(Task statement) Repeat, please, only the lines from the top of the data down to the line with "box: [25, 130, 300, 443]"; include both of those lines.

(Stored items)

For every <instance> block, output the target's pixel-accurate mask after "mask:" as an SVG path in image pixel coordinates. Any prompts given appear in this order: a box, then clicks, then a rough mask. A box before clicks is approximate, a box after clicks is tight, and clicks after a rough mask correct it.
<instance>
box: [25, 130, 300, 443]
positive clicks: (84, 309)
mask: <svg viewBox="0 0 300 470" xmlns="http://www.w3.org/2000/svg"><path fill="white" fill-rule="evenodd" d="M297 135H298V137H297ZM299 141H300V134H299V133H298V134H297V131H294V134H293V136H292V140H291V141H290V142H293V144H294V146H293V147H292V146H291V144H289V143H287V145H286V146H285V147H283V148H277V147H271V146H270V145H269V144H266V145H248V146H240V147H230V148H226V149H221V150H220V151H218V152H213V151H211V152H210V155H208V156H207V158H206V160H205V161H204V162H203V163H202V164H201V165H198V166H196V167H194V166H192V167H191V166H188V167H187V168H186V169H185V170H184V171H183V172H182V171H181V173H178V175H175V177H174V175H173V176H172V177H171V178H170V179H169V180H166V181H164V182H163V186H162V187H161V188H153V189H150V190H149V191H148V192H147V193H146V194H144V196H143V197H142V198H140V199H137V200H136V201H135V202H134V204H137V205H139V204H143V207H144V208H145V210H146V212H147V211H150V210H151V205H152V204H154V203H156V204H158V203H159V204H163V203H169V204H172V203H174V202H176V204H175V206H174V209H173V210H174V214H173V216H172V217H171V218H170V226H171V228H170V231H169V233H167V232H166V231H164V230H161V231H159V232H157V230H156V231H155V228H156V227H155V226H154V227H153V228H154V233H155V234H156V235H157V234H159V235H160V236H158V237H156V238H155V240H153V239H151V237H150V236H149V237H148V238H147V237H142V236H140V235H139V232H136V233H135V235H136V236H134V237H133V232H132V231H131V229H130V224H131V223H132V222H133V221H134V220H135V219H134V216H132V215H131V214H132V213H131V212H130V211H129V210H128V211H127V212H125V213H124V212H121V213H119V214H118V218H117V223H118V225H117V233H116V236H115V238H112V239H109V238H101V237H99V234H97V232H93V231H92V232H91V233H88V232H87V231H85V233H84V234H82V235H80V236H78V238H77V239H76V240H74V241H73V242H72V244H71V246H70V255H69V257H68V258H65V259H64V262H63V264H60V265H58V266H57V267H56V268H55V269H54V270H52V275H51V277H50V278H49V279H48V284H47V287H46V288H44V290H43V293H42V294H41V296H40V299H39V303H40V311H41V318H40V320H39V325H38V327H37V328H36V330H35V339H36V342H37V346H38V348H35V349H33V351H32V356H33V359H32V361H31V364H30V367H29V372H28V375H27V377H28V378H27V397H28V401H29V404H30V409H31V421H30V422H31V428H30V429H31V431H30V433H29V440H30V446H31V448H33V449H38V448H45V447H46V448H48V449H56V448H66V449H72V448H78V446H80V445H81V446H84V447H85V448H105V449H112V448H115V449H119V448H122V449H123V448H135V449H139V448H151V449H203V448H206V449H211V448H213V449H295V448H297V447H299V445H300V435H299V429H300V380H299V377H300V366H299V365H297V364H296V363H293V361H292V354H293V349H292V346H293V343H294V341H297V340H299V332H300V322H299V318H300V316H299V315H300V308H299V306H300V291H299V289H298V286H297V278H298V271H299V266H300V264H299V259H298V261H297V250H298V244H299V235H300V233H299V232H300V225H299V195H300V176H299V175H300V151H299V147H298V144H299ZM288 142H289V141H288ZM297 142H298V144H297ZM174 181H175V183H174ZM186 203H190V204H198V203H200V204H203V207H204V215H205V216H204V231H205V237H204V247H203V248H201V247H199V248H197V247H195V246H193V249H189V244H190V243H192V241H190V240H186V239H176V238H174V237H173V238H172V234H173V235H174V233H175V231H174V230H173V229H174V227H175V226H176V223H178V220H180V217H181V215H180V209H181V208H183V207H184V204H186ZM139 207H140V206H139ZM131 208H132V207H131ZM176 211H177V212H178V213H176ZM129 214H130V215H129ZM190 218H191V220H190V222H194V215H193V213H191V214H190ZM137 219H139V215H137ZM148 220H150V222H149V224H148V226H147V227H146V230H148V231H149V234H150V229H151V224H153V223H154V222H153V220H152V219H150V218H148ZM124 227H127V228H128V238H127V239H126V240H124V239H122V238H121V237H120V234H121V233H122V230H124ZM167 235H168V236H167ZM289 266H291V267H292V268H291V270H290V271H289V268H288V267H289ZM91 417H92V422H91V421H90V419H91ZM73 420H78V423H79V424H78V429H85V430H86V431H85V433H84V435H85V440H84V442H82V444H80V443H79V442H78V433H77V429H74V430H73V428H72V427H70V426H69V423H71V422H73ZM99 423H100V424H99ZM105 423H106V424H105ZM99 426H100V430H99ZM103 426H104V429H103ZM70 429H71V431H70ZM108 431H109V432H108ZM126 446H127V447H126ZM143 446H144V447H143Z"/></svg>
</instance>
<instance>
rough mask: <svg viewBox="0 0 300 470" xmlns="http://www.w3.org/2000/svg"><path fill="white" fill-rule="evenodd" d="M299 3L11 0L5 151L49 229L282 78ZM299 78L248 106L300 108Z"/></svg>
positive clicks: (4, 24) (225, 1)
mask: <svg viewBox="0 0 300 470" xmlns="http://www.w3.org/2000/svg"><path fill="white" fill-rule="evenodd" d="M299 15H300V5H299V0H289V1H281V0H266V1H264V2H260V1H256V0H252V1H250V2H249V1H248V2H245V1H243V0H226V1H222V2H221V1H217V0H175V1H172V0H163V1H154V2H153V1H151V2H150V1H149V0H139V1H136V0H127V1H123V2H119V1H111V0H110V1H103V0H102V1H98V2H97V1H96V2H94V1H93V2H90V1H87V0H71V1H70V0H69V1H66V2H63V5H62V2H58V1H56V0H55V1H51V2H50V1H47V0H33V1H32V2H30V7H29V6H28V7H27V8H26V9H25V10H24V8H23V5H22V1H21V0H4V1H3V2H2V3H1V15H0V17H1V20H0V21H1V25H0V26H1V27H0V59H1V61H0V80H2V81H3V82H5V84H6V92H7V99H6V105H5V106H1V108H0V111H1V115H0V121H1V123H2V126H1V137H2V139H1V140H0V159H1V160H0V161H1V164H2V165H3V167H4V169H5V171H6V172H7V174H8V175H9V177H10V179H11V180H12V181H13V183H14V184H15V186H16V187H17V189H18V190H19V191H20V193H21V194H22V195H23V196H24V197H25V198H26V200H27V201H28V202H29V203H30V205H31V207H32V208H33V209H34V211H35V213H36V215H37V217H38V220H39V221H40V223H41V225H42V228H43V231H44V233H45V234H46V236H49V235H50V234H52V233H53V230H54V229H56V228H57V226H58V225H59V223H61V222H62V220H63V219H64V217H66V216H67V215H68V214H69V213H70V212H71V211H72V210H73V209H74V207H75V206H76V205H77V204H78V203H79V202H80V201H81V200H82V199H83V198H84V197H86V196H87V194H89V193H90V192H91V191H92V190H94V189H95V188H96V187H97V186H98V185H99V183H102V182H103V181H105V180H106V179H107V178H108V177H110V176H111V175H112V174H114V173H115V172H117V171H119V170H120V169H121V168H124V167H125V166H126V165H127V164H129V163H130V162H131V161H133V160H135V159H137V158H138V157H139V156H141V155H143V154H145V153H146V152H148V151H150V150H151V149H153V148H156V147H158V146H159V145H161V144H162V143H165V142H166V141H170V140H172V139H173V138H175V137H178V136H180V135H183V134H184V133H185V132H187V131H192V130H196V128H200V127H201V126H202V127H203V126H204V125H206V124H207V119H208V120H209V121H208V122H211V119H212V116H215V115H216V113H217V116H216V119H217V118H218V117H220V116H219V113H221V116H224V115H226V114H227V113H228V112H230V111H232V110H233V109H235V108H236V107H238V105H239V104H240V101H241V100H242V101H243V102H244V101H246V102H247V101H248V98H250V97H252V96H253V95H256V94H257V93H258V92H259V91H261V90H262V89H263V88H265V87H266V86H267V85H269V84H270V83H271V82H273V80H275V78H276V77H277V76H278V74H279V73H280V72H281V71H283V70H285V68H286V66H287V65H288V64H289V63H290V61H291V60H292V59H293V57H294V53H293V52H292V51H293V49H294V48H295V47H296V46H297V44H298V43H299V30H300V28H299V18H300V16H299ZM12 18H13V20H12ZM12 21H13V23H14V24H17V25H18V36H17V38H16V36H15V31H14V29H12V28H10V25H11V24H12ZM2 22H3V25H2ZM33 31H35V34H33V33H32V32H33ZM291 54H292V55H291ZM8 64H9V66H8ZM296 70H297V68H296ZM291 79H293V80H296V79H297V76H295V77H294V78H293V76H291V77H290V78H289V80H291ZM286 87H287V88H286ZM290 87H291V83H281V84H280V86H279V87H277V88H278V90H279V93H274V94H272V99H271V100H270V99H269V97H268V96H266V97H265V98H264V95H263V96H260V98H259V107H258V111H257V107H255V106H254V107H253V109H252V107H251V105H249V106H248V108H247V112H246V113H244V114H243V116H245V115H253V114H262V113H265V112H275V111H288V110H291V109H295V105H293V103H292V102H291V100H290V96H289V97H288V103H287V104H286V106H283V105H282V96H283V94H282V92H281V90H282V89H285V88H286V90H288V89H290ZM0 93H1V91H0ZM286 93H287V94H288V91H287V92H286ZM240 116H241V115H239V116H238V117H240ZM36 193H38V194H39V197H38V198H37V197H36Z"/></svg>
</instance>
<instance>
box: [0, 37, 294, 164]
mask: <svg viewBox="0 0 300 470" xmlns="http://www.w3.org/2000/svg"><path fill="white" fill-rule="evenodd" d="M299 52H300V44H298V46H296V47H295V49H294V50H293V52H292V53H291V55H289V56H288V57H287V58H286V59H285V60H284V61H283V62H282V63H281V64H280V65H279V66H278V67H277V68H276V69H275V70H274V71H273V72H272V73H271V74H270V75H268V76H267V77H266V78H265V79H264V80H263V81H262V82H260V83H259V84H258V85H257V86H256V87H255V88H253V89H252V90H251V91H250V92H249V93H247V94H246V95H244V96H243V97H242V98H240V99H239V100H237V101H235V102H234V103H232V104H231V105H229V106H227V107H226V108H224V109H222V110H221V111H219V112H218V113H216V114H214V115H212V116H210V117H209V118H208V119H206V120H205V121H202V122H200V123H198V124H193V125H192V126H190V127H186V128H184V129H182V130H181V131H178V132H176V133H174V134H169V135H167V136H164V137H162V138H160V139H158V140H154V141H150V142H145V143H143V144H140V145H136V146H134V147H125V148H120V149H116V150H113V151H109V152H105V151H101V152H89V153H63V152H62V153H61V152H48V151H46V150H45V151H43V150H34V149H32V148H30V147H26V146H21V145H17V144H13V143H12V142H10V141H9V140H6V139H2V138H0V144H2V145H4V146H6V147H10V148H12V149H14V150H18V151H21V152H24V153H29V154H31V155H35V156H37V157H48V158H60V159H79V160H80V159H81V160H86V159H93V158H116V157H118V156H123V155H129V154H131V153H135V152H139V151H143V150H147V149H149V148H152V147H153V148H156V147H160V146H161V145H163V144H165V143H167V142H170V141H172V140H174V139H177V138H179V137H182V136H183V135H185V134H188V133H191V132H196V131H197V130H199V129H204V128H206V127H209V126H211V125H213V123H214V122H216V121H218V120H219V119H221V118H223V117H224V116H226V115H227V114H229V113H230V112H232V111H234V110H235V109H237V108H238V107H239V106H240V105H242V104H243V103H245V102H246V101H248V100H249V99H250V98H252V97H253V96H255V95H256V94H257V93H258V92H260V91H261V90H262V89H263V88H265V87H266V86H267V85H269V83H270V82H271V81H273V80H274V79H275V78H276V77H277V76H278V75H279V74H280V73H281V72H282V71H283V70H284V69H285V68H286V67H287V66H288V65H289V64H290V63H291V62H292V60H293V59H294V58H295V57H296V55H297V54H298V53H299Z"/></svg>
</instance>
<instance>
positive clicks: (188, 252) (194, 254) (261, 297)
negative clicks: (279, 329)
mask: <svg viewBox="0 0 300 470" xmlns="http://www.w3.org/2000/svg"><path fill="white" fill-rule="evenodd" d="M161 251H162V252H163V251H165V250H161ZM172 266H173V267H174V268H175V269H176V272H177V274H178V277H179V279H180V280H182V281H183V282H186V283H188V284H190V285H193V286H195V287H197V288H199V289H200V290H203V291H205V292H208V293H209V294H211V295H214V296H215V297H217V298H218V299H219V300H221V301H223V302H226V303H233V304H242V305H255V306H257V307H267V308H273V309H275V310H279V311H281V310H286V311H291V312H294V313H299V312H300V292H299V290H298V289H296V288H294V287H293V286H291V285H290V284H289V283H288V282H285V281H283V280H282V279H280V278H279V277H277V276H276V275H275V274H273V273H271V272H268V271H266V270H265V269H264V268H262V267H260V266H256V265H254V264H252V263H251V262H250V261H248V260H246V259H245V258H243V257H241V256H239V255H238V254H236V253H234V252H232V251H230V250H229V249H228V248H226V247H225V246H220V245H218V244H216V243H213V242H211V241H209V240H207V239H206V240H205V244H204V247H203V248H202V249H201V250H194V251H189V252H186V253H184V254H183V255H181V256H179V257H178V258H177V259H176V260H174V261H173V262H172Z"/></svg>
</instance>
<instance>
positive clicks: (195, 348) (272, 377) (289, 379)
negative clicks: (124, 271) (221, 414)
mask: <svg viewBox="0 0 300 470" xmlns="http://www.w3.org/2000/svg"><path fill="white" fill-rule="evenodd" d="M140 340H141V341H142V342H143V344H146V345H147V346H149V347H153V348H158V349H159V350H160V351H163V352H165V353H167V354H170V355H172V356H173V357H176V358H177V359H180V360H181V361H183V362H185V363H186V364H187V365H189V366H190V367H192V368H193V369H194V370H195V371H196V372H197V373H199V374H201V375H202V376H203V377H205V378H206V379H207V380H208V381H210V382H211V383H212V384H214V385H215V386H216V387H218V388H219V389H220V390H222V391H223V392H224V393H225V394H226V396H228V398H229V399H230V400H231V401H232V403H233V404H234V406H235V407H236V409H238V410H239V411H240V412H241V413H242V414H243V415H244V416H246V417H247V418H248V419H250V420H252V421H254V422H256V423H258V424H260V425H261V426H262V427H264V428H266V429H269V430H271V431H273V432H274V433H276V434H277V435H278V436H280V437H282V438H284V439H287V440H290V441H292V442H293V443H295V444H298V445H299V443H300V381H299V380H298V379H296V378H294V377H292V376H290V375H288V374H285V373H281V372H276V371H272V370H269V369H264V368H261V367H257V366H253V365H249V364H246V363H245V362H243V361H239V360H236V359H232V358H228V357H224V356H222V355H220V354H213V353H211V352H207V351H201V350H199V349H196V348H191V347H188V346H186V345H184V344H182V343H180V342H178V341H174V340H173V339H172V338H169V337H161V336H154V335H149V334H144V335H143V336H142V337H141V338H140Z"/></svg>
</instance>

(Result for this exercise)
For every <instance> block, output the target's pixel-accurate mask after "mask:" as an SVG path in image pixel coordinates. Any prompts given appear in this order: a box, then clicks, then a rough mask. A box before clicks is approximate, a box after clicks is tight, and clicks after a rough mask correct it.
<instance>
box: [25, 130, 300, 443]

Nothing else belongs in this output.